**DOCUMENT SEGMENT:**
┄┄┄┄┄┄┄┄┄┄┄┄┄┄┄┄┄┄┄┄
Q: There are a lot of key partners and contributors to Vulkan, including Nintendo and Sony – can you comment if either company are considering Vulkan as an alternative API for their systems? If they did, I imagine it would be an excellent positive for the API.
Tom: “I honestly have no idea, but of course I wouldn’t be able to say anything if I did!”
Q: It’s incredible how quickly mobile processors have evolved with performance, especially if you remember back to the early days. Vulkan is very interesting for mobile developers, can you give insight into how Vulkan will help mobile developers push the graphical envelope and any other key benefits of the API?
Tom: “Vulkan is absolutely the best thing to happen to mobile graphics since OpenGL ES! OpenGL ES enabled the mobile graphics industry by defining a standard API and a standard feature set, so that developers could write portable apps and GPU vendors could compete based on how well they ran them. But the rendering model was still immediate mode rendering (IMR), while all of the dominant mobile GPUs were tile-based (aka deferred rasterization), because of its power and bandwidth advantages. That meant that an OpenGL ES driver has to spend a lot of CPU cycles guessing what the developer intends, and doing magic behind the scenes to make a tile-based GPU look like an IMR. That’s expensive, and when the driver guesses wrong, you get frame rate hitches or just plain unpredictable performance.”
┄┄┄┄┄┄┄┄┄┄┄┄┄┄┄┄┄┄┄┄
Outline records for named regions:
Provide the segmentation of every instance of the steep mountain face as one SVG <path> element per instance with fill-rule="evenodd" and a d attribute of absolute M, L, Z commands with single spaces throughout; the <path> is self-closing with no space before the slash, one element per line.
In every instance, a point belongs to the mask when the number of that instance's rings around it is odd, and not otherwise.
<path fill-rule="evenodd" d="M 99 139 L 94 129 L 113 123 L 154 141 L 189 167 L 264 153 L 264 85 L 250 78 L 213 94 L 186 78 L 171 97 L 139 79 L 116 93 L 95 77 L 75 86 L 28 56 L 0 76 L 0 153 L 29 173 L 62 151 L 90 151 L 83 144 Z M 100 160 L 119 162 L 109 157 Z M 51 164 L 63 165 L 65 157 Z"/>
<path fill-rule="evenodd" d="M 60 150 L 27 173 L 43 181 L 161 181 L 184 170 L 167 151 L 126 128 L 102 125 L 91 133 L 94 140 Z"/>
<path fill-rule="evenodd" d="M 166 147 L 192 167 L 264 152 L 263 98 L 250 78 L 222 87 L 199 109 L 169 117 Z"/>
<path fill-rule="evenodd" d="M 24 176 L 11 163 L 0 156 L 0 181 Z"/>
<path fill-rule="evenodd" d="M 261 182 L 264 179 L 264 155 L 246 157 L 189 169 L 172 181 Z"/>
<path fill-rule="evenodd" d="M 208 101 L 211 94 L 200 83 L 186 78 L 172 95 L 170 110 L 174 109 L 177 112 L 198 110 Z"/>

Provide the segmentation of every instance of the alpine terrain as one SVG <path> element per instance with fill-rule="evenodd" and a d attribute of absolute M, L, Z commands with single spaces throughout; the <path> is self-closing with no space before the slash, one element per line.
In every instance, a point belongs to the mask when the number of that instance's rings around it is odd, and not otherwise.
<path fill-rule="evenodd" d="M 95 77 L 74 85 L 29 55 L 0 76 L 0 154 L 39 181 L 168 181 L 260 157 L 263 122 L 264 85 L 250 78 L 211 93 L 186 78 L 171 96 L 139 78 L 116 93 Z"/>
┄┄┄┄┄┄┄┄┄┄┄┄┄┄┄┄┄┄┄┄
**WORK TO DO:**
1. According to the Vulkan interview, why were the dominant mobile GPUs tile-based?
2. Carry on the Vulkan interview from its last sentence.

**RESULTS OF THE TASKS:**
1. Because of its power and bandwidth advantages.

2.
“With Vulkan, all of that goes away. A correctly written Vulkan application tells the driver exactly what it needs to know, when it needs to know it, in order to optimize for either an IMR or a tiler. Beyond that, Vulkan’s renderpass/subpass construct lets tile-based architectures avoid writing intermediate render targets to memory, saving huge amounts of bandwidth and power. The information can also help IMR GPUs make good scheduling decisions.
“If that weren’t enough, Vulkan’s relentless focus on minimizing CPU usage means that it takes less energy to keep the GPU busy doing useful work, saving battery and reducing thermal load. It’s a huge, huge win for mobile.”
Neil: “Which I think help explains why Android has adopted Vulkan. Did I mention that Android is the world’s highest volume platform – and it has adopted Vulkan?”
Q: For high end gaming on DirectX 12, we’ve seen Microsoft tout Explicit Multi Adapter, allowing multi vendor GPUs to work together in the same system. Is this to achieve in Vulkan?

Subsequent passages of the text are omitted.